* YOUR INSTRUCTIONS *
All that is needed is every record, duplicated exactly.

Source data:

------------

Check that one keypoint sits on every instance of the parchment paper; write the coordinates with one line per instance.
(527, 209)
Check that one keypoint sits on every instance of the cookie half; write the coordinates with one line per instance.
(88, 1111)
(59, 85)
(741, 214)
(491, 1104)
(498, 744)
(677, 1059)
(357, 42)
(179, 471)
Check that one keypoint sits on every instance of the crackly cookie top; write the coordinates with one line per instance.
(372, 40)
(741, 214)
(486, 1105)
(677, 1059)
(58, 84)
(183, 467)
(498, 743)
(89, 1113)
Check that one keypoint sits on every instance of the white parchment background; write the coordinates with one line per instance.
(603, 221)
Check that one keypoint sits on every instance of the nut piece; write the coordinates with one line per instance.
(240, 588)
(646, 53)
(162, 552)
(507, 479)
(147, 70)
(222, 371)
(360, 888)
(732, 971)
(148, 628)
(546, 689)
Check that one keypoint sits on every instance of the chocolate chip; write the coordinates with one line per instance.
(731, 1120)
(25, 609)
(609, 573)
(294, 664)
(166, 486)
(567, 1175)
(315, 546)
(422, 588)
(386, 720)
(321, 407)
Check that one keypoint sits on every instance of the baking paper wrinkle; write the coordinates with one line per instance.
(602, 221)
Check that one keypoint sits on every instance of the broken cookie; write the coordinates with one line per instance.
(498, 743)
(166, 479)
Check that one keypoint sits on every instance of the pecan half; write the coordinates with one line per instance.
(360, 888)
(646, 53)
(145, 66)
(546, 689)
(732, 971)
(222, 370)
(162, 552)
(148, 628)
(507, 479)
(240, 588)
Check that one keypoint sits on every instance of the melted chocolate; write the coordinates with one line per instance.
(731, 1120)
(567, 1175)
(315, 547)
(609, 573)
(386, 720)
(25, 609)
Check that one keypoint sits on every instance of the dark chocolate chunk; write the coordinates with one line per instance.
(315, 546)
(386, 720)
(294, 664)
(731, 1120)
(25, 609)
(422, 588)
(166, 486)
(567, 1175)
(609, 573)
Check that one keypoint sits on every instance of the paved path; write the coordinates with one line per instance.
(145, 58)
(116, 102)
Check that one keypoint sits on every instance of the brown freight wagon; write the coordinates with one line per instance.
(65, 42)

------------

* TASK SOLUTION *
Check that one keypoint sits on every instance of the parchment paper; write the coordinates with one line per instance.
(527, 209)
Check that one keypoint sits on every instance of the cookie half; write the coordinates with one line per instance.
(88, 1111)
(59, 85)
(741, 214)
(491, 1104)
(498, 744)
(677, 1059)
(357, 42)
(179, 471)
Check that one keypoint sits on every instance of the crackly cookie top; write the coordinates with one line per instance.
(372, 40)
(741, 214)
(486, 1105)
(677, 1059)
(58, 84)
(183, 467)
(498, 743)
(89, 1113)
Check that one keypoint sits on every instance of the white parchment background; write the coordinates with one line per instance.
(603, 221)
Check that one keypoint sits on every instance of the nut piece; write the coordinates with one line per instance.
(240, 588)
(646, 53)
(162, 552)
(507, 479)
(147, 70)
(222, 371)
(360, 888)
(732, 971)
(148, 628)
(546, 689)
Check that one keypoint sits on every instance of the chocolate chip; write the coordinates with one line per instance.
(731, 1120)
(25, 609)
(609, 573)
(294, 664)
(166, 486)
(567, 1175)
(315, 546)
(422, 588)
(386, 720)
(321, 407)
Check that one keypoint sits on every instance of the baking paper wrinkle; write the coordinates with one line per instance.
(602, 221)
Check that one keypoint sits on every instance of the broken cookie; write the coordinates with one line per instance.
(498, 743)
(166, 479)
Check that one keypoint sits on every instance of the pecan half; write the coordinates with one line per instance.
(360, 888)
(646, 53)
(145, 66)
(546, 689)
(732, 971)
(222, 370)
(162, 552)
(148, 628)
(507, 479)
(240, 588)
Check that one keypoint sits on every instance of the melted chocolate; write the coordinates with one line per instance.
(731, 1120)
(567, 1175)
(315, 547)
(609, 573)
(386, 720)
(25, 609)
Check that one keypoint sits on every instance of the dark chocolate chunk; write the coordinates with one line per instance.
(315, 546)
(386, 720)
(294, 664)
(731, 1120)
(25, 609)
(422, 588)
(166, 486)
(567, 1175)
(609, 573)
Check that one keypoint sits on every instance of the paved path; write the coordinates with one line per instance.
(145, 58)
(116, 102)
Check that one keypoint sits on every instance of the brown freight wagon; write the coordinates with one line per instance.
(65, 42)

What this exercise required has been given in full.